Source material Block Start

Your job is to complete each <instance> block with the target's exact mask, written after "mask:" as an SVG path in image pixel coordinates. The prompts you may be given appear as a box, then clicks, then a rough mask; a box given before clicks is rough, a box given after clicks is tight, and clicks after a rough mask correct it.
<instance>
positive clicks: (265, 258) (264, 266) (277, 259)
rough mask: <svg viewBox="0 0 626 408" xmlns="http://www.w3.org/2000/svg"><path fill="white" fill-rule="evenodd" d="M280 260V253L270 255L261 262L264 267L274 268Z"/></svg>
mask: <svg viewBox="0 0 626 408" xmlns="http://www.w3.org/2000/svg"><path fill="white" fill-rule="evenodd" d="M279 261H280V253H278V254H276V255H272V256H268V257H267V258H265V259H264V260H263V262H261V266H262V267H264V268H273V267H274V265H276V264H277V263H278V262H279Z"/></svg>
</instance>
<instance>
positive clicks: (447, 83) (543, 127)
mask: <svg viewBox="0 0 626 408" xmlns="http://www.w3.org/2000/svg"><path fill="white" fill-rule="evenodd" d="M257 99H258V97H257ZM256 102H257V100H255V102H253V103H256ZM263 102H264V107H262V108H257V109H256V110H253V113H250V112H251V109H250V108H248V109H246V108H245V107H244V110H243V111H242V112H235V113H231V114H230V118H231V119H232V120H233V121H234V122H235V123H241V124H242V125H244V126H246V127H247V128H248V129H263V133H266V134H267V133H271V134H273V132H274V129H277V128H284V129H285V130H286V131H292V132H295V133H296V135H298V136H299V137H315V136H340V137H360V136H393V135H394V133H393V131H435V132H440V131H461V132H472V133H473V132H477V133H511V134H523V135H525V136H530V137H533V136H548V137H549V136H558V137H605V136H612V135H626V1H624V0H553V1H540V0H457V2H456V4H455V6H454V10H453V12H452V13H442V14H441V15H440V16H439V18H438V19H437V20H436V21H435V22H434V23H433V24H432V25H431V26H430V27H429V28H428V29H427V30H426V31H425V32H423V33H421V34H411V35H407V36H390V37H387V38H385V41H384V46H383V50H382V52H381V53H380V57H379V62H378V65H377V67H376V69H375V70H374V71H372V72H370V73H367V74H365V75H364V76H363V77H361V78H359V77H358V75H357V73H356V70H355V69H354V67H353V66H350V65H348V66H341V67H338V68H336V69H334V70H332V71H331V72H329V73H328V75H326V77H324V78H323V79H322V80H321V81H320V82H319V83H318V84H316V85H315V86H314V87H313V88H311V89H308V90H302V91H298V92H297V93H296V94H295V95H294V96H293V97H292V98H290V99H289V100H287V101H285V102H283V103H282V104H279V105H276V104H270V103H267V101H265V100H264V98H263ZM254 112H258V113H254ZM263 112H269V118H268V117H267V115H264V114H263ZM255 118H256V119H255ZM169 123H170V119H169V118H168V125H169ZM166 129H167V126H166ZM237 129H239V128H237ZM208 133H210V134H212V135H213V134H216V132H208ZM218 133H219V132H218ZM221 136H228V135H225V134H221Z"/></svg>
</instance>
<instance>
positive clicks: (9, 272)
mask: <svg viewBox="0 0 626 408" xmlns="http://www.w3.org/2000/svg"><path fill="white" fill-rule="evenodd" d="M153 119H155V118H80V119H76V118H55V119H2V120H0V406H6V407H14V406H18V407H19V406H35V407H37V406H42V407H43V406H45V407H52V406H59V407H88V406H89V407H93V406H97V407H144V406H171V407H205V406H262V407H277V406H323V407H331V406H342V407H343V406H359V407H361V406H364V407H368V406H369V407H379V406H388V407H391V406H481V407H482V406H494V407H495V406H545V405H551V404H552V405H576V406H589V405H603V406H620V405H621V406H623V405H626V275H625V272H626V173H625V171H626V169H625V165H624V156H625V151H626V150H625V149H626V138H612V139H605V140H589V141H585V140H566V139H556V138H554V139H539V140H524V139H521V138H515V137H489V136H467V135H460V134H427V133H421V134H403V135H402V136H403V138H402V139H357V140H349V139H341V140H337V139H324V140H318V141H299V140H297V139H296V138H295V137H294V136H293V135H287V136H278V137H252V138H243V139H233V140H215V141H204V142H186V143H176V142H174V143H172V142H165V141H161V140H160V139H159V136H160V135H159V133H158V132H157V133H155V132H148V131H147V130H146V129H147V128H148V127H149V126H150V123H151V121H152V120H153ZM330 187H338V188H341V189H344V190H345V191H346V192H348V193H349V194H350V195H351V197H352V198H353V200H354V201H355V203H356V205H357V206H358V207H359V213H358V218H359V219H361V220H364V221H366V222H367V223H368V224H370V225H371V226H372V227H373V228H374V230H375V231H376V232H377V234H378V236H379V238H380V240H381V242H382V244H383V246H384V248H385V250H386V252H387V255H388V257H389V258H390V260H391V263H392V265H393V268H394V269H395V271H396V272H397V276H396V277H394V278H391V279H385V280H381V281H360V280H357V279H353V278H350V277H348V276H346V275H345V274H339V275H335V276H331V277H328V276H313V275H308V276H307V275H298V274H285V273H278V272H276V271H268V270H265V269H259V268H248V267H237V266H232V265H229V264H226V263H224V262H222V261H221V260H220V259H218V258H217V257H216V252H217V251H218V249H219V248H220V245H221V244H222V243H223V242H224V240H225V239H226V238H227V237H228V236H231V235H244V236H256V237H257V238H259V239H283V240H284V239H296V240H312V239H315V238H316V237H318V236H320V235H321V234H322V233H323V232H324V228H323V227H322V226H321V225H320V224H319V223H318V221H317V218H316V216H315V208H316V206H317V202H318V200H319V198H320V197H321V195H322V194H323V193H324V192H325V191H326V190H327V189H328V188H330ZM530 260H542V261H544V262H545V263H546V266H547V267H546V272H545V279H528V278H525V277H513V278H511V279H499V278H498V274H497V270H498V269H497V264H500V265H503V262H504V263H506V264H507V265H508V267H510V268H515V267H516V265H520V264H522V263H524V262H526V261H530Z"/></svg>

Source material Block End

(Problem statement)
Count the lines of the data that contain the string "positive", matching case exactly, and reply with the number alone.

(Written solution)
3